__How to complete this task__
Please give back all the records exactly, but keep the pictures out.

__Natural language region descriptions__
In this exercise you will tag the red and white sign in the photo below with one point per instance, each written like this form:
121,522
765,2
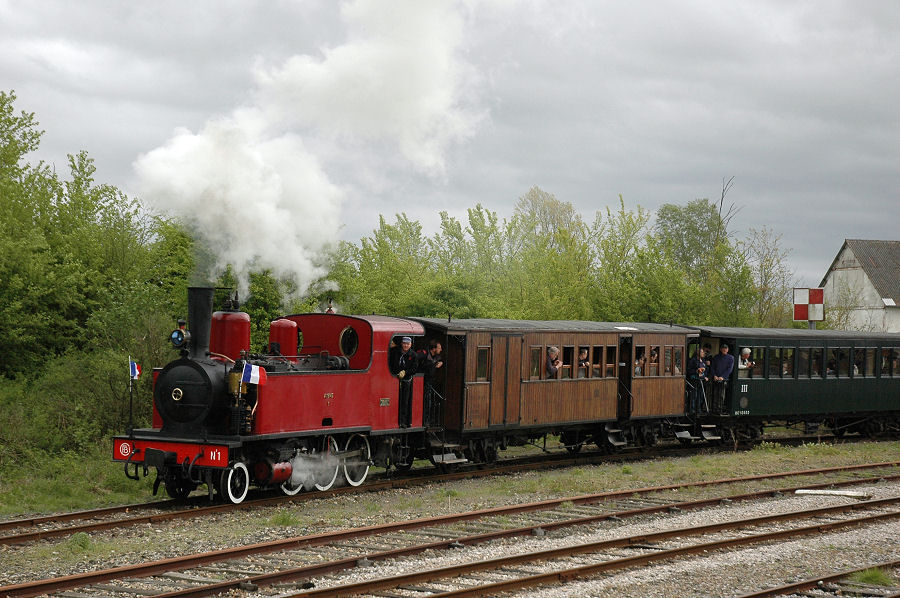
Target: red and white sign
809,305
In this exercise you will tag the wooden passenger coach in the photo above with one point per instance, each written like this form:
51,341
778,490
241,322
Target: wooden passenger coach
495,377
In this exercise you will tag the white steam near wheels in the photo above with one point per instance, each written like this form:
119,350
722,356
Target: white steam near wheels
357,460
327,469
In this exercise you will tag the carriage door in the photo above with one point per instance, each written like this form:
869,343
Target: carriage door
626,371
506,378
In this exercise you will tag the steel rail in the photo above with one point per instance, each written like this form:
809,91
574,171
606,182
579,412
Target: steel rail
814,582
564,575
179,563
384,485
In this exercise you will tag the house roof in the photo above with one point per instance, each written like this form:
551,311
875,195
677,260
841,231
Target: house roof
880,260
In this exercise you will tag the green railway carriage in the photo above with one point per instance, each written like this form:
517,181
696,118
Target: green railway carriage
849,381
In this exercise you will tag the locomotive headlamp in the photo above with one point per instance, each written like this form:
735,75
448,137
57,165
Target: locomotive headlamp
180,338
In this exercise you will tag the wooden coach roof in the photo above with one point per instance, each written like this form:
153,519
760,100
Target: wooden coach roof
796,333
522,326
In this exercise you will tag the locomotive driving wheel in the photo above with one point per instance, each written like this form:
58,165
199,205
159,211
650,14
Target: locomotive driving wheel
357,460
234,483
327,468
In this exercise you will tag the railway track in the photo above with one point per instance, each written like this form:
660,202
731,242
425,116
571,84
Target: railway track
30,529
522,571
834,584
299,558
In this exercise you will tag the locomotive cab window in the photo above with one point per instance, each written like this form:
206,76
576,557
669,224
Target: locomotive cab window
482,364
349,342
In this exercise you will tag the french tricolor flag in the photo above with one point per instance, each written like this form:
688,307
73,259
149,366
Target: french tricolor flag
253,374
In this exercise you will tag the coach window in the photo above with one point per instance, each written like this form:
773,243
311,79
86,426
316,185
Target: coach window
890,362
843,355
568,361
597,362
584,362
774,369
886,362
758,359
611,361
867,365
535,363
803,362
653,361
640,360
816,362
482,361
787,362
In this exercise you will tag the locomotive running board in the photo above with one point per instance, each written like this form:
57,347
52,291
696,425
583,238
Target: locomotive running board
709,432
614,436
448,458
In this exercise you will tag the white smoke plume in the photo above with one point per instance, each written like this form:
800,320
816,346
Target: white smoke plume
254,185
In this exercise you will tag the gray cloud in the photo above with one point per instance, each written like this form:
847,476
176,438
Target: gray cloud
398,112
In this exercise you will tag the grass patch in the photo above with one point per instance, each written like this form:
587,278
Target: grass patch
873,576
284,519
67,481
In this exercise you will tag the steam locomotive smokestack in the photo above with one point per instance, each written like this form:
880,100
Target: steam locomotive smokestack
199,320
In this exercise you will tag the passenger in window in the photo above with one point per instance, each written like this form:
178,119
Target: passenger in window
553,362
696,379
640,364
720,370
583,362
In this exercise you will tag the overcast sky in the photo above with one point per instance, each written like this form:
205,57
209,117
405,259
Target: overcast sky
311,118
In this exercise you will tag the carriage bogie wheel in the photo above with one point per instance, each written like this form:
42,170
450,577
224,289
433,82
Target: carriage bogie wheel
574,449
235,483
356,468
402,467
327,476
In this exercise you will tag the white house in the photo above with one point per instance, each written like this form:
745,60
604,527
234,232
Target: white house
864,278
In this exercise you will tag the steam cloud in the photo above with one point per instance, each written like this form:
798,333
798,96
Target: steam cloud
254,185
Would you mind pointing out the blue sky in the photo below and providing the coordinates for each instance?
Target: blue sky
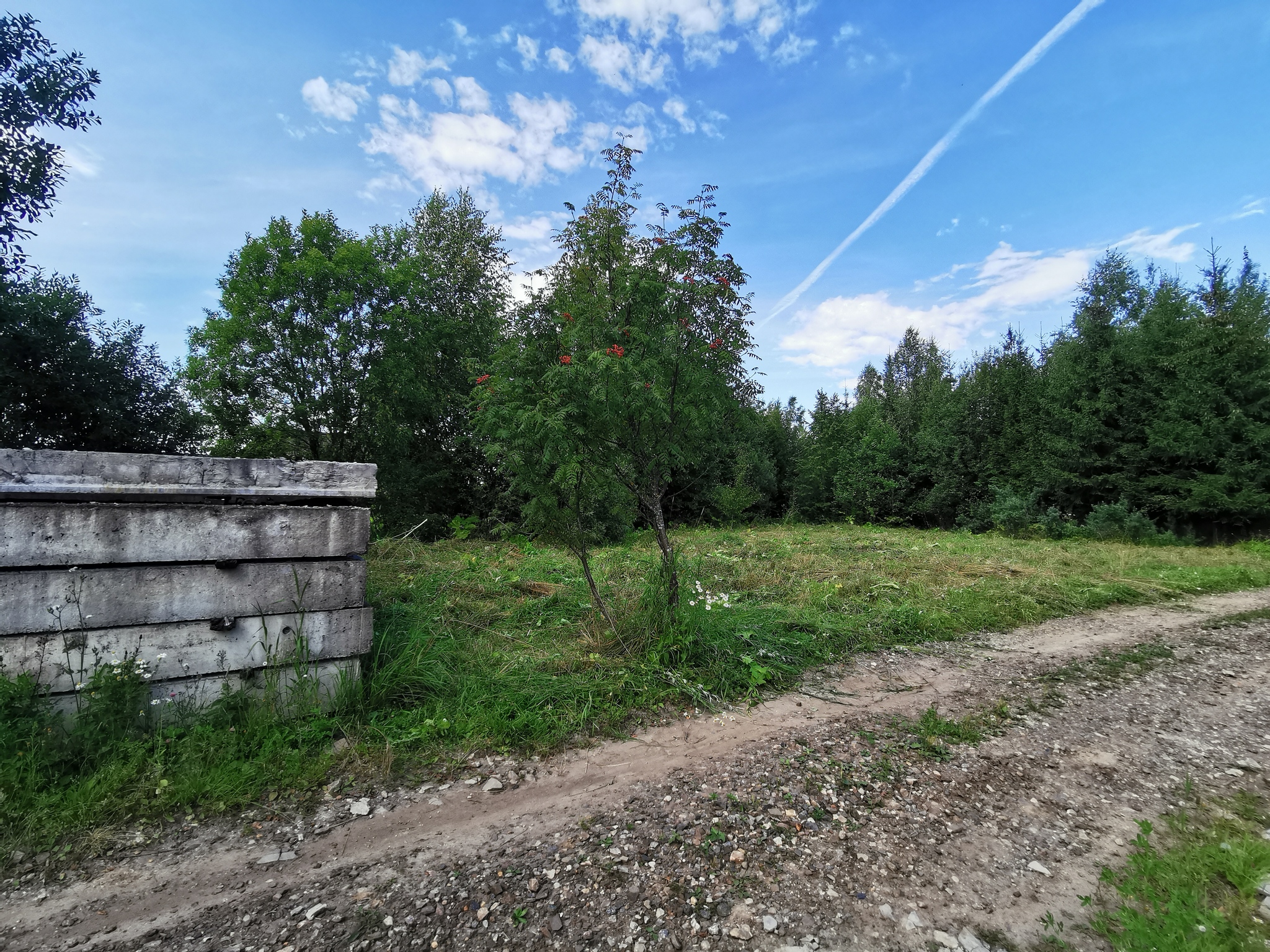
(1146, 127)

__Response area__
In this exercise you will tag the red and white sign in the photo below with one point per instance, each written like this form:
121,522
765,2
Target: red and white sign
809,305
In this exercise you will tag the wooden passenger coach in the photo above with one point per instance, each written like this form:
51,341
778,490
241,322
Target: wooden passenger coach
495,377
In this exercise you will tag the white steam near wheels in the photo above with one point per instance, each written like this form:
119,350
722,356
Target: white steam near wheels
357,460
327,469
In this exercise you will tag the carriage door in the photo above with one point per instance, each written like this form:
869,343
Target: carriage door
626,371
506,378
In this exercise you will tag the steel rail in the photo above with one point per instance, each written like this form:
809,91
574,171
606,182
579,412
Target: steel rail
814,582
564,575
179,563
384,485
In this exercise you will tag the house roof in the photo above with one point per instance, each written like this form:
551,311
875,195
677,260
841,231
Target: house roof
880,260
In this exercise you will tag the green railway carriage in the photo above with one point per instance, each written like this form:
517,181
696,118
Target: green railway carriage
849,381
In this exercise you will tag the locomotive headlamp in the photo above with one point per instance, each written like this form:
735,75
448,137
57,165
Target: locomotive headlamp
180,338
In this exercise you will tag the wooden coach roof in the photo above with one point per instance, each written like this form:
153,519
760,100
Target: wooden coach roof
796,333
522,326
In this exercise you will tag the locomotive driving wheel in the photo above with one point per instance, each written like this form:
58,165
199,205
159,211
650,14
Target: locomotive driving wheel
357,460
234,483
327,468
In this exercise you will tag the railway track in the photo above with one point per instance, each written like this form:
660,202
731,242
425,116
571,84
Target: railway track
30,529
522,571
834,584
299,558
In this exercise you will tag the locomotive cab window in the photo above with one point per instance, each written like this form:
206,76
576,557
669,224
Target: locomotive cab window
482,364
349,342
In this exercise you will tag the french tricolor flag in the photo above with one point per instance, each written like this form:
688,307
73,259
149,366
Target: french tricolor flag
253,374
In this exercise you will tag the coach window in the photo above with one point per instance, each written like this form:
773,243
311,79
86,426
316,185
Target: coach window
890,362
843,355
568,361
597,362
584,362
774,369
886,362
758,359
611,361
867,365
535,363
803,362
653,361
640,360
816,362
482,361
787,362
In this exercise you will tag the locomotive running board in the photo above with one point per instance, each written like this form:
57,347
52,291
696,425
583,238
Target: locomotive running board
709,432
614,436
448,458
In this exercise you will tag the white smoke plume in the photo above with one point per instance, each written like this form:
800,320
816,346
Target: white smoke plume
254,185
In this exercise you will tag the gray cloud in the photo above with one point per instance, each written like this form:
847,476
176,438
Target: gray cloud
398,112
In this exercise you will tag the grass patch in the photo above with one point per instance, each written like this form:
587,278
Target: grass patch
873,576
284,519
67,481
In this exercise you will tag the steam locomotive smokestack in the photo above with one point per instance, each written like this form:
880,100
Target: steam locomotive smokestack
199,320
In this exercise you will tag the passenger in window in the photo above with one point per instance, each written like this form:
178,119
Target: passenger in window
553,362
696,379
640,364
720,370
583,362
In this exercise you will tag the overcast sky in the photo above with one point per instance, each written like this form:
205,57
209,117
405,259
Target: overcast sky
311,118
In this exercise you will tag the carriage bogie wheel in the photo above with one point per instance, each written like this form:
42,170
450,577
224,289
433,82
Target: carriage bogie wheel
574,449
235,483
356,468
402,467
327,476
In this exercise you will tag the white house in the photo above with one point per instance, each written like this form:
745,60
604,527
234,232
Target: white house
864,278
In this exercise you will tag the steam cloud in the photo above with one point per instance, each written like this form:
798,333
798,96
Target: steam cloud
254,185
Would you mind pointing out the blue sky in the photo below and providing the coordinates for each instance?
Target: blue sky
(1146, 127)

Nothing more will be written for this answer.